### [TASKS TO PERFORM]
- A) Please retype the passage on Intel's smartphone processors below, starting at "A fragmented market" and ending at "that is Intel.".
- B) According to the passage on Intel's smartphone processors, how much did Intel pay for Infineon Technologies in 2010?
- C) Do these statements agree with the passage on Intel's smartphone processors? Answer yes or no for each, quoting the deciding words. (i) Intel bought Infineon Technologies in 2010. (ii) Apple uses Intel chips in its iPhones. (iii) Intel made a deal with Lenovo to bring Intel-powered mobile devices to market.

Intel’s initial success will come with Android handsets as they will be able to go to individual hardware manufacturers and sell them on the benefits of their chipset over the current ARM ones. However the hardest egg to crack will be Apple. Intel already has their chips in Apple’s desktop and laptop computers, but Apple uses an in house ARM based chip for their IPhones and IPads. If Intel could switch Apple to an Intel based processor for the IPhone it would virtually ensure their mobile processors success. Recently the CEO of Intel stated that one of their jobs is to make sure that their chips are so compelling that Apple “can’t ignore us.” Intel can still be one of the largest players in mobile processors without an Apple deal and Intel’s recognition of this comes as we see them inking another deal this time with Lenovo to bring Intel powered mobile devices to market in the coming year.
Already a household name, Intel based processors are in the majority of personal computers as well as a host of other electronics and this established high quality brand will help Intel’s initial smartphone success. In 2010 they paid 1.4 billion dollars in an all cash deal for a mobile chip company called Infineon Technologies, which allowed Intel to jump start their mobile offerings by buying outright the fifth largest supplier of mobile phone processes. Infineon Technologies has now been rolled into Intel’s mobile division.
A fragmented market for smartphone and tablet manufacturers (every manufacturer takes an ARM reference and then makes it themselves), the huge amount of resources Intel can put into its smartphone processor line and continued rapid growth of the mobile processor market will allow Intel to be hugely successful in the smartphone processor market, once they truly get into it. Thus in the next year the smartphone processor market will be transformed from a one horse show into a two horse race as the current leader ARM attempts to hold its own against the giant that is Intel.

### [Excerpts from location labeling data]

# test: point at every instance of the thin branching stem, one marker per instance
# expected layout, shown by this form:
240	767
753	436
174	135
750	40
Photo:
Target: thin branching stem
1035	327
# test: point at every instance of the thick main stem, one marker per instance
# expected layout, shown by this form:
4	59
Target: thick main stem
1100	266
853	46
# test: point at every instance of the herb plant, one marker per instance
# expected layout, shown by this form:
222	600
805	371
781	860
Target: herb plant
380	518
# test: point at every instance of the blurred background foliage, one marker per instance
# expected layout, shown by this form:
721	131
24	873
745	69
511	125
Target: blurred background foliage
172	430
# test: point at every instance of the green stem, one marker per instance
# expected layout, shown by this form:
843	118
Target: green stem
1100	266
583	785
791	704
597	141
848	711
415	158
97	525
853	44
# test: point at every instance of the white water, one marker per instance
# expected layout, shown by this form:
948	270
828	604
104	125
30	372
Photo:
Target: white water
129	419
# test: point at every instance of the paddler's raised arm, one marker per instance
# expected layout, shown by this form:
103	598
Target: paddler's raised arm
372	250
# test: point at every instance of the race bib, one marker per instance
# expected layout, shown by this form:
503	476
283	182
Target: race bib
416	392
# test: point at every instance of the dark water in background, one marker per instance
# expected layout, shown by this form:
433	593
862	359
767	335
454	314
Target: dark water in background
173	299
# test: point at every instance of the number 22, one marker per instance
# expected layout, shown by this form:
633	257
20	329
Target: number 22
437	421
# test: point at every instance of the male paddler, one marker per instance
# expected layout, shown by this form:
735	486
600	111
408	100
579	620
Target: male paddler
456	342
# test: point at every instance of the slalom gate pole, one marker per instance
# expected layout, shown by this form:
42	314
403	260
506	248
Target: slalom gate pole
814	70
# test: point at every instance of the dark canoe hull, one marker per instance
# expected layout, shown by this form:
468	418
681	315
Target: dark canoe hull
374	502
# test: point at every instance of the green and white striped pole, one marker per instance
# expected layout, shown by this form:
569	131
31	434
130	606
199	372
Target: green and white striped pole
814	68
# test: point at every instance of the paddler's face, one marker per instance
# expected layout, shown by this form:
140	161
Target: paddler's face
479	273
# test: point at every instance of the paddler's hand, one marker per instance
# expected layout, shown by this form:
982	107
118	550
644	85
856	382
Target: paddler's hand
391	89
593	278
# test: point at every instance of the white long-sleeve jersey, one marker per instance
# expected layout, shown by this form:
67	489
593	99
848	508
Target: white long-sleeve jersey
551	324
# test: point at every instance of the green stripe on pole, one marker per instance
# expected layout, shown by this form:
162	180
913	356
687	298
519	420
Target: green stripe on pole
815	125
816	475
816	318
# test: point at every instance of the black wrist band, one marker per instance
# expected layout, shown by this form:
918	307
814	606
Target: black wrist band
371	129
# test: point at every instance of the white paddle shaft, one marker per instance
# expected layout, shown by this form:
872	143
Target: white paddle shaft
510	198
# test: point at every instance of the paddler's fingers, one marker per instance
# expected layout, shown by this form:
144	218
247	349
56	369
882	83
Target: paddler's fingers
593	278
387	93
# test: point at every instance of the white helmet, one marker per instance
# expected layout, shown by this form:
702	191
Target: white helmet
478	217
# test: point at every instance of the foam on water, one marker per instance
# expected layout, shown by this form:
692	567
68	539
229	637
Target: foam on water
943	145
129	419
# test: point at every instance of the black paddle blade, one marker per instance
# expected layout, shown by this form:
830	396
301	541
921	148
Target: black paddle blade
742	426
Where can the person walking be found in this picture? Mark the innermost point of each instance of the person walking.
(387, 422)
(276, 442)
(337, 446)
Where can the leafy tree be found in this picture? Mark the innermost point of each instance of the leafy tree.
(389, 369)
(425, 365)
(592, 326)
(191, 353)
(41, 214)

### [EXPECTED OUTPUTS]
- A)
A fragmented market for smartphone and tablet manufacturers (every manufacturer takes an ARM reference and then makes it themselves), the huge amount of resources Intel can put into its smartphone processor line and continued rapid growth of the mobile processor market will allow Intel to be hugely successful in the smartphone processor market, once they truly get into it. Thus in the next year the smartphone processor market will be transformed from a one horse show into a two horse race as the current leader ARM attempts to hold its own against the giant that is Intel.

- B) 1.4 billion dollars, in an all-cash deal.

- C)
(i) Yes: "In 2010 they paid 1.4 billion dollars in an all cash deal for a mobile chip company called Infineon Technologies"
(ii) No: "Apple uses an in house ARM based chip for their IPhones and IPads"
(iii) Yes: "inking another deal this time with Lenovo to bring Intel powered mobile devices to market in the coming year"